### SET PROBLEM 1:
From the Mets All-Star passage, return the text between "Let us not move" and "long enough, right?", inclusive.
### SET PROBLEM 2:
Answer these questions from the Mets All-Star passage:
(a) How many Met seasons did it take Francisco Lindor to regain the status he held with Cleveland?
(b) In what year was Pete Alonso an All-Star as a rookie?
(c) Who was the very first Mets All-Star representative?

### SELECTED TEXT:
Let us not move into this final week before the All-Star break without acknowledging we have three All-Stars. Congratulations to Pete Alonso, Edwin Diaz and, most of all, Francisco Lindor [1]. We extend most-of-allness to Francisco because this is his first time he’ll go to an All-Star Game as a New York Met — as the NL’s starting shortstop, no less.

It took the selection process long enough, right?

Of course right. Of course there were a couple of years back there when Lindor could have represented the Mets. He had a shaky start as one of us in 2021 in terms of persona, and some slow starts in terms of performance, but numbers games have done him in too often. You know numbers games. More than a few shortstops are tearing it up. More than a few bottom-dwellers require representation. What’s the solution? Annually, it’s been let’s leave Francisco Lindor off the National League All-Star team.

Not the case this year, as the fans made sure he’d start. His smile figures to light up Atlanta. He has a recent history of lighting up Atlanta.

Realizing it took five Met seasons for Francisco to regain the status he held with Cleveland, I wondered if Lindor had waited longer than any Met in terms of Met seasons to make it to the Midsummer Classic. So I broke out the all-time All-Star Met roster and broke it down to satisfy my curiosity.

The answer is no, Francisco has not waited longer than any other Met, but he is in the upper echelon of those who’ve waited.

METS WHO FIRST MADE THE ALL-STAR TEAM AS METS IN THEIR FIRST SEASON AS METS
At the risk of having glossed over Pete Alonso’s fifth career selection, way to go Polar Bear on making it again! This is delightfully old hat for Pete. He was an All-Star as a rookie in 2019. That was an exciting season for him and, eventually, us.

Three other Mets have made the ASG ASAP as pure rookies. Tom Seaver served notice the Mets were good for more than laughs in 1967; Dwight Gooden hung out his shingle to industrywide notice in 1984; and Kodai Senga, an experienced pitcher in another land, immediately made what was considered his neophyte mark in 2023.

Two Mets barely waited to become All-Stars as Mets, as they were traded to us in May and were starring in July. Willie Mays in 1972 had been showing up at All-Star Games since 1954, so no surprise he carried the habit forward from San Francisco to New York, just as he done when he took it from New York to San Francisco. Mike Piazza had been an All-Star every season since his first full campaign in 1993, thus little wonder he glided onto the NL team in 1998, within two months of his Shea arrival. Plus, Piazza set such a good example of erstwhile Dodger/Marlin catchers remaining stellar at Shea, that Paul Lo Duca — who’d been an All-Star for L.A. once and Florida once — made it for us in his first Met season of 2006.

Richie Ashburn had the good sense to be the very first Mets All-Star representative, in 1962, the Mets’ first year, ensuring he’d chronologically lead off this category. When the man known as Whitey retired, Duke Snider came over to take on the status of Future Hall of Famer on a Godawful Team Still in its Infancy in 1963 and therefore gets credit for turning Ashburn’s solo project into a budding band.

### INFORMATION SHOWN:
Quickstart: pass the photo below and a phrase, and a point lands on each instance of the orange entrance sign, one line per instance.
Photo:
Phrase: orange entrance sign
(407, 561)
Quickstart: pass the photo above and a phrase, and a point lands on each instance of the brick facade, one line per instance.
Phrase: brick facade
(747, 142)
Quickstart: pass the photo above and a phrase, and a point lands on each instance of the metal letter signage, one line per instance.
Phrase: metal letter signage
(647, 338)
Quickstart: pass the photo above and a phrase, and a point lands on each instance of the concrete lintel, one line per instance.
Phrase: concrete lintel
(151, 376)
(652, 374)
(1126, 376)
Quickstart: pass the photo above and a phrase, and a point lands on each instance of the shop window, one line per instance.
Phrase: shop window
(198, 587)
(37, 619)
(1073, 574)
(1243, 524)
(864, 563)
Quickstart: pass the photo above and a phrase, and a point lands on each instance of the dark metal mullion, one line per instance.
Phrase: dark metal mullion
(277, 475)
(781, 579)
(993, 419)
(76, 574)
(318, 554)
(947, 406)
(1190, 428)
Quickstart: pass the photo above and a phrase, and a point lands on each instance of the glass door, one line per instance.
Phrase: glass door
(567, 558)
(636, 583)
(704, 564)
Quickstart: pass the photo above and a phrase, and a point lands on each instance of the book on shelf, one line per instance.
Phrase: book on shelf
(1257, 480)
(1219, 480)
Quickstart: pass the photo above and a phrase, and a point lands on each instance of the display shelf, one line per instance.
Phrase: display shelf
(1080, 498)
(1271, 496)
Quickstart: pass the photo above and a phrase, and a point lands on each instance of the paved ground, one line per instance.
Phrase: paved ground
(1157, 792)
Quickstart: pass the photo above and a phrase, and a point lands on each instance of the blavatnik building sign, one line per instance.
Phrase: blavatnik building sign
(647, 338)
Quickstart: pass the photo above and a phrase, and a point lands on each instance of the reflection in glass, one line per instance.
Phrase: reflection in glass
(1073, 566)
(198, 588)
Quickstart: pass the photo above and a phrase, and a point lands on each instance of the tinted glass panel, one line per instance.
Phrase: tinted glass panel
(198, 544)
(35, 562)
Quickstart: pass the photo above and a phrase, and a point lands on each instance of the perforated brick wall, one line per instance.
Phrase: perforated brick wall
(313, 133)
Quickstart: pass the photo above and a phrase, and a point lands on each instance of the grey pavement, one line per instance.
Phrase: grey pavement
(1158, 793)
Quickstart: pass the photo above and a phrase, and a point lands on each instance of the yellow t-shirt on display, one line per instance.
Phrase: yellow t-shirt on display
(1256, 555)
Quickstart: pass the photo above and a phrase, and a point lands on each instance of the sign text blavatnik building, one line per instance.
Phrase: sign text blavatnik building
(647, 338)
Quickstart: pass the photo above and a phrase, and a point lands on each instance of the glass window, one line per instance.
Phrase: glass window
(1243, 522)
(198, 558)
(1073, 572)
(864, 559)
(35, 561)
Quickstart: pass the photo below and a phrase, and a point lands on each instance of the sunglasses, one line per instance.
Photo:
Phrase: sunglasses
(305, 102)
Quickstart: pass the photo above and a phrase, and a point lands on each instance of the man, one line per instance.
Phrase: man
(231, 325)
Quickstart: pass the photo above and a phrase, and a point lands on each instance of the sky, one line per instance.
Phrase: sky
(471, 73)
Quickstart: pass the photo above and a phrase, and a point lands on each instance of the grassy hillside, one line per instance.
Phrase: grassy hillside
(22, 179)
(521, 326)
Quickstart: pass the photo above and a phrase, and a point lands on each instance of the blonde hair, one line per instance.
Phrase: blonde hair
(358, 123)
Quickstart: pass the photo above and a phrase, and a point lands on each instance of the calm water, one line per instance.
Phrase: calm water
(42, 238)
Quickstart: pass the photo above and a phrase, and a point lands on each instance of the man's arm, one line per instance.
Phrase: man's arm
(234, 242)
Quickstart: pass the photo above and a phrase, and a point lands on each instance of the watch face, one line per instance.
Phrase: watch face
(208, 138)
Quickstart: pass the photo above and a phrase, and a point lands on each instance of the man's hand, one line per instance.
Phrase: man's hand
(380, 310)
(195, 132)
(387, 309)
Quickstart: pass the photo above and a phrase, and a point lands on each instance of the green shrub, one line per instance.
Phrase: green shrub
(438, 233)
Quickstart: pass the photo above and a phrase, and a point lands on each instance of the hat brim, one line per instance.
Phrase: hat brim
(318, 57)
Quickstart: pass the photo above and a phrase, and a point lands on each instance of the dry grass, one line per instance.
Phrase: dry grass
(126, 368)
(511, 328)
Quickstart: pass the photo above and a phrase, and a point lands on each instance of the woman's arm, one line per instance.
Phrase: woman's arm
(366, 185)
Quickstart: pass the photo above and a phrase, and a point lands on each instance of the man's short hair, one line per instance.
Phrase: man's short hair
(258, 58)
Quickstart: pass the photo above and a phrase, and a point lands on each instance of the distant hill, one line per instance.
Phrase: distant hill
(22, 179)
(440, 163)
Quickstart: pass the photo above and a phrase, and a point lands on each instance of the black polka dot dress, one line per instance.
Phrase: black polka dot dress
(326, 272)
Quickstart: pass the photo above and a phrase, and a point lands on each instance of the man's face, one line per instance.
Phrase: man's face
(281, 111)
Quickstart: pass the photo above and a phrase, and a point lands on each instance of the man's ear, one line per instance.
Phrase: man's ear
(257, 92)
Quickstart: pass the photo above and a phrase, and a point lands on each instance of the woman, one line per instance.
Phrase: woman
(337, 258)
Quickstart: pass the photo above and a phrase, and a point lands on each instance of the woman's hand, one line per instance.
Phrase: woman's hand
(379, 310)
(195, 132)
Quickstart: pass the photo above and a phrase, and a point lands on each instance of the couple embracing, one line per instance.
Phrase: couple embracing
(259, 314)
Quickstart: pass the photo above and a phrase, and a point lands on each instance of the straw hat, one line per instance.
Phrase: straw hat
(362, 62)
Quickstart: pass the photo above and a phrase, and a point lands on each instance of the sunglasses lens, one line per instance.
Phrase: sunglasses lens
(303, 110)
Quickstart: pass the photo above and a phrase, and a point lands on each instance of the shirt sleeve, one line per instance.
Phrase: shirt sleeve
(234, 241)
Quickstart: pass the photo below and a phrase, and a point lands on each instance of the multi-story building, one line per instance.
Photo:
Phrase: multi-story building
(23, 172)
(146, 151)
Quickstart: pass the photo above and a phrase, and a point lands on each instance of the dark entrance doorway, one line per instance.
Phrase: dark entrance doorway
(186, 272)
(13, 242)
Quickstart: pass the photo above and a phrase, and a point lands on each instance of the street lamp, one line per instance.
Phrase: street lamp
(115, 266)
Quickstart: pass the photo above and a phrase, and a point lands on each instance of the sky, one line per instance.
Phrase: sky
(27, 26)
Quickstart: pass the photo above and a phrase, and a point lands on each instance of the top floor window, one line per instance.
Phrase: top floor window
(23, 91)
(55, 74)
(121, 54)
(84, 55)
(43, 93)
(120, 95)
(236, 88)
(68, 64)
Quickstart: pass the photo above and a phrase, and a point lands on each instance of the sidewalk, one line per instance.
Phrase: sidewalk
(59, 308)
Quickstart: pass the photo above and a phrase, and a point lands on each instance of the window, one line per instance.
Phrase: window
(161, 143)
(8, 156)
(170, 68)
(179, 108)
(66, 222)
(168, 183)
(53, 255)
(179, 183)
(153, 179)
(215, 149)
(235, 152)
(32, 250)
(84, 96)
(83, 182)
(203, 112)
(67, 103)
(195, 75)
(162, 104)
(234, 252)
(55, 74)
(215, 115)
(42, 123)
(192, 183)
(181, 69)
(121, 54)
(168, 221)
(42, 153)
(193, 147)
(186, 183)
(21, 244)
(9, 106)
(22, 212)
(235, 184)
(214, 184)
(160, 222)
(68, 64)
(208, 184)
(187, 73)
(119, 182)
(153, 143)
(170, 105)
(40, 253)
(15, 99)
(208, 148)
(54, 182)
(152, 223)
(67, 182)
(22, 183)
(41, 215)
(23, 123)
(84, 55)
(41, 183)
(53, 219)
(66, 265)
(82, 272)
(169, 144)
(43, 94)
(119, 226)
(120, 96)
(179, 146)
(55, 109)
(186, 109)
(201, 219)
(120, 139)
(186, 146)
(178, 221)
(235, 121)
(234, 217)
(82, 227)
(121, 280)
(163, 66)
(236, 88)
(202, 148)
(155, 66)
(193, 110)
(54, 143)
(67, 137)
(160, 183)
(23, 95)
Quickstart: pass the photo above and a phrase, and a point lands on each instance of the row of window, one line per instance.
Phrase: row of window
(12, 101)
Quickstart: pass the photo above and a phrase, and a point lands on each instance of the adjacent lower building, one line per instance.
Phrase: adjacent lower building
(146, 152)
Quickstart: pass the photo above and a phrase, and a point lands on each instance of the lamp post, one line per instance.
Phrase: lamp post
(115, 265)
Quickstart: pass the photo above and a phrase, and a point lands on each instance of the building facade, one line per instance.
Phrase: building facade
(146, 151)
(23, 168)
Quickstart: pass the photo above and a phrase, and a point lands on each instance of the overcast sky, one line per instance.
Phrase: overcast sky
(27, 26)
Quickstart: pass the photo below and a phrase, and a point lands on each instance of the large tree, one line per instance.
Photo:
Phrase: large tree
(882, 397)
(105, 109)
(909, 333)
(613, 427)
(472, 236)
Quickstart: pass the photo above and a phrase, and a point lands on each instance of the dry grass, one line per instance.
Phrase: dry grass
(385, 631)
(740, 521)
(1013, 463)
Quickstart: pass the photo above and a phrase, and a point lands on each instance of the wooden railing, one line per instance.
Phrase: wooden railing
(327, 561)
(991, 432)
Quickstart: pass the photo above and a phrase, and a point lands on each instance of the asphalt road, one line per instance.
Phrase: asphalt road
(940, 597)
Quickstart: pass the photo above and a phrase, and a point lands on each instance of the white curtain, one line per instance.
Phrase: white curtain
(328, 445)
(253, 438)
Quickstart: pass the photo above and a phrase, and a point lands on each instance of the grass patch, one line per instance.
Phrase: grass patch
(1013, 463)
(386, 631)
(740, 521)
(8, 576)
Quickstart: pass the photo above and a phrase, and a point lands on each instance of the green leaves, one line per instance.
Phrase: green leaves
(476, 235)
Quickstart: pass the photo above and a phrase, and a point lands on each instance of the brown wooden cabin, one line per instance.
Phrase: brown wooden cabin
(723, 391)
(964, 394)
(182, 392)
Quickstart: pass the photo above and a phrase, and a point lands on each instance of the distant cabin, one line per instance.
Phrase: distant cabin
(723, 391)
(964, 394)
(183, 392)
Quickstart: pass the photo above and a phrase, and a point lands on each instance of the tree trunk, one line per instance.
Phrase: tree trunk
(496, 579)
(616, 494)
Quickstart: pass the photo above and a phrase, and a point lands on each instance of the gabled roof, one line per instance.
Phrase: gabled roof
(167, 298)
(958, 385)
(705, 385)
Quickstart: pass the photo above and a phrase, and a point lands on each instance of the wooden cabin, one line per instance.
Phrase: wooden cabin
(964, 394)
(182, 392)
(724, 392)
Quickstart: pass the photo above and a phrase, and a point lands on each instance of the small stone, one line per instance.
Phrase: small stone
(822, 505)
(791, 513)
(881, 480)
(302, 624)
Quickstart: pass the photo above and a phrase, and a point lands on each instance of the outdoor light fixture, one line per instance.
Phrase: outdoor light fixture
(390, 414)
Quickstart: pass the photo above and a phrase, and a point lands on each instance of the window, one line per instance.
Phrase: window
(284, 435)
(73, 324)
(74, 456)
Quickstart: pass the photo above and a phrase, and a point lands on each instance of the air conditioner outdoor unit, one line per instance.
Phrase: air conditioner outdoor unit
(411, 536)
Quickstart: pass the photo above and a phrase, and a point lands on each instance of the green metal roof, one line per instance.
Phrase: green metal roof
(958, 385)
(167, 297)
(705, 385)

### FINAL RESULT 1:
Let us not move into this final week before the All-Star break without acknowledging we have three All-Stars. Congratulations to Pete Alonso, Edwin Diaz and, most of all, Francisco Lindor [1]. We extend most-of-allness to Francisco because this is his first time he’ll go to an All-Star Game as a New York Met — as the NL’s starting shortstop, no less.

It took the selection process long enough, right?

### FINAL RESULT 2:
(a) Five
(b) 2019
(c) Richie Ashburn